··· Given records
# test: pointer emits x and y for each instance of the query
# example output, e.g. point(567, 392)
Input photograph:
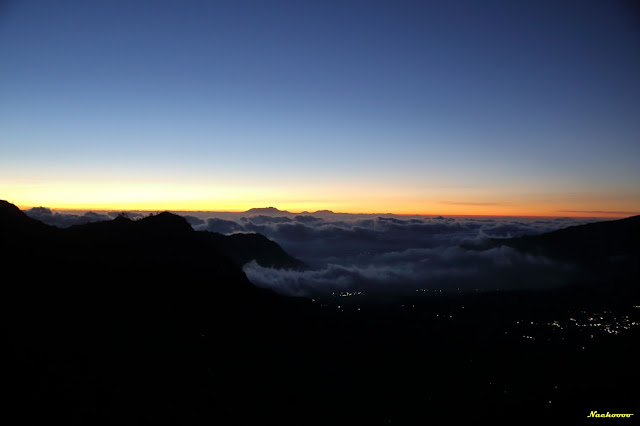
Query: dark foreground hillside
point(150, 322)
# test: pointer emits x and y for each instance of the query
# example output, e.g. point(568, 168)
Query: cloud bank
point(380, 253)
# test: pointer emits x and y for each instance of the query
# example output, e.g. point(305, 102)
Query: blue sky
point(528, 107)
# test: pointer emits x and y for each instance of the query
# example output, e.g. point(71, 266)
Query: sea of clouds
point(372, 253)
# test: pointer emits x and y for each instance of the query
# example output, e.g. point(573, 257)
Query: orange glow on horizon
point(353, 199)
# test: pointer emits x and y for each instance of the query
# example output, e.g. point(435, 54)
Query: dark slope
point(584, 243)
point(603, 257)
point(243, 248)
point(266, 211)
point(144, 322)
point(130, 322)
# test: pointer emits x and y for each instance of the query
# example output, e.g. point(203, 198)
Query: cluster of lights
point(350, 293)
point(603, 322)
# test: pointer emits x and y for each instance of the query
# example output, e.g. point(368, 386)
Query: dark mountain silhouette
point(150, 322)
point(604, 256)
point(243, 248)
point(266, 211)
point(129, 321)
point(600, 241)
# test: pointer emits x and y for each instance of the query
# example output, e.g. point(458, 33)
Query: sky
point(427, 107)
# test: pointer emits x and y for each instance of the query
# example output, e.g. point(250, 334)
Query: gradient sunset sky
point(427, 107)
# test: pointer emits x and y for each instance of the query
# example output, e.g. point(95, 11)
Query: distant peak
point(265, 210)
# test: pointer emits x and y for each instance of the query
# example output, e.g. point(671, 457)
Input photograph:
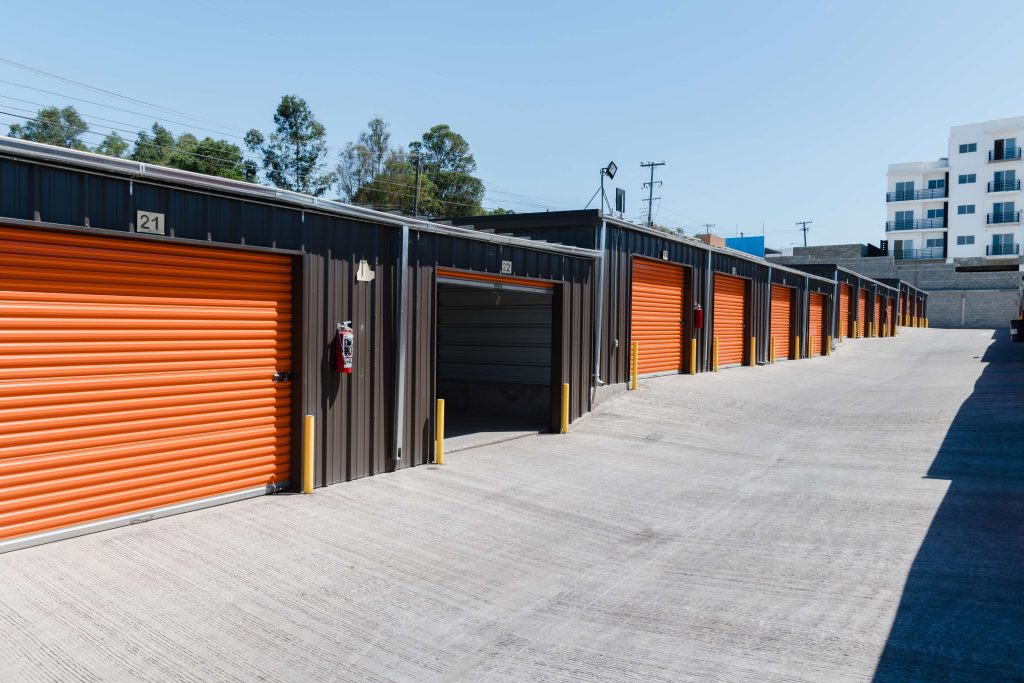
······
Copy out every one of the rows above word for word, leaving out the pictures.

# test: pointer emits x and y for each instance of the query
# example output, e.g. point(567, 392)
Input photograph:
Query: dark foreground hillside
point(150, 322)
# test: pointer emits x and y for each instance of the query
# example output, e.g. point(568, 168)
Query: cloud bank
point(380, 253)
# test: pointer emits x and y for each instance of the query
# example output, e.g. point(305, 102)
Query: blue sky
point(528, 107)
# test: pointer emits x and y for each instance of the query
# example output, e.g. point(71, 266)
Query: sea of clouds
point(372, 253)
# test: pointer emits x and y for each instance of the query
# example output, e.g. point(573, 257)
Query: orange glow on horizon
point(353, 199)
# test: pointer emits x and y for each instance of the query
# example output, e.g. point(435, 54)
Query: dark slope
point(584, 243)
point(603, 257)
point(243, 248)
point(266, 211)
point(144, 322)
point(130, 322)
# test: pointer emits x and y for each instance of the query
# example output, e.g. point(203, 198)
Query: cluster of lights
point(350, 293)
point(603, 322)
# test: pointer emits x and y for each instance of the query
# example output, e.g. point(368, 386)
Query: dark mountain silhouette
point(150, 322)
point(604, 256)
point(243, 248)
point(266, 211)
point(129, 321)
point(600, 241)
# test: pointer emits x and y for each instance of the query
# example output, e.g. point(458, 33)
Query: sky
point(427, 107)
# test: pointer emits x and y for each instance of the query
# example output, e.g. point(250, 334)
Query: gradient sunset sky
point(427, 107)
# test: pointer emits x and y for each instance of the query
# example output, e.g. point(95, 11)
Query: distant peak
point(265, 210)
# test: pointer emits x and y for each instance of the query
# example output, e.g. point(671, 457)
Input photograph:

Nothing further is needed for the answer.